SUPPLIED PASSAGE:
## BEGIN
If you prefer to run a single script instead of entering each command manually, the RevBayes script called geosse.Rev contains all of the commands that are used in the tutorial. There is also an R script for plotting the analysis results. The data and script can be found in the Data files and scripts box in the left sidebar of the tutorial page. Somewhere on your computer, you should create a directory (folder) for this tutorial. Inside the tutorial directory, you should create a scripts directory. This is the directory where you will run RevBayes commands, or where you will put the geosse.Rev and geosse.R scripts. Then, you should create a data directory inside the tutorial directory, and download the two datafiles to this directory.

GeoSSE in RevBayes

Getting started

After starting up RevBayes from within your local scripts directory, you can load the TensorPhylo plugin. You will need to know where you downloaded the plugin. For example, if you cloned the TensorPhylo directory into your home directory at ~/tensorphylo, you would use the following command to load the plugin:

loadPlugin("TensorPhylo", "~/tensorphylo/build/installer/lib")
## END
LISTED RECORDS:
## BEGIN
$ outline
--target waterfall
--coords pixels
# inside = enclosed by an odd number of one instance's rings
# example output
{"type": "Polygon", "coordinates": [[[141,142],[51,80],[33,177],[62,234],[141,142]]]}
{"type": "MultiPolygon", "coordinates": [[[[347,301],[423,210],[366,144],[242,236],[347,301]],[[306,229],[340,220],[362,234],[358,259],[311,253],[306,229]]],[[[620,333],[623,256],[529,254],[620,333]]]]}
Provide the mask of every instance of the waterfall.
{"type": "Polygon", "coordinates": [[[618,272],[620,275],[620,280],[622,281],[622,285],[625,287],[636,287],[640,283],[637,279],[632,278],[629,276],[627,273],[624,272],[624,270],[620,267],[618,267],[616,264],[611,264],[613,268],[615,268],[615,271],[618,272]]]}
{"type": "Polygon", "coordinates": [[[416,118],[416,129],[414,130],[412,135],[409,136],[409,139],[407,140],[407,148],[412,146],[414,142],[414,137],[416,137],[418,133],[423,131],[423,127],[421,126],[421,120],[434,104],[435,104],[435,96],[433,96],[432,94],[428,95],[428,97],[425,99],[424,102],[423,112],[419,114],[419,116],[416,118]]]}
## END
GIVEN INSTRUCTION: Can you reproduce, word for word, the part of the GeoSSE tutorial text above from "If you prefer" to "to this directory."?

RESPONSE FOR THIS EXERCISE:
If you prefer to run a single script instead of entering each command manually, the RevBayes script called geosse.Rev contains all of the commands that are used in the tutorial. There is also an R script for plotting the analysis results. The data and script can be found in the Data files and scripts box in the left sidebar of the tutorial page. Somewhere on your computer, you should create a directory (folder) for this tutorial. Inside the tutorial directory, you should create a scripts directory. This is the directory where you will run RevBayes commands, or where you will put the geosse.Rev and geosse.R scripts. Then, you should create a data directory inside the tutorial directory, and download the two datafiles to this directory.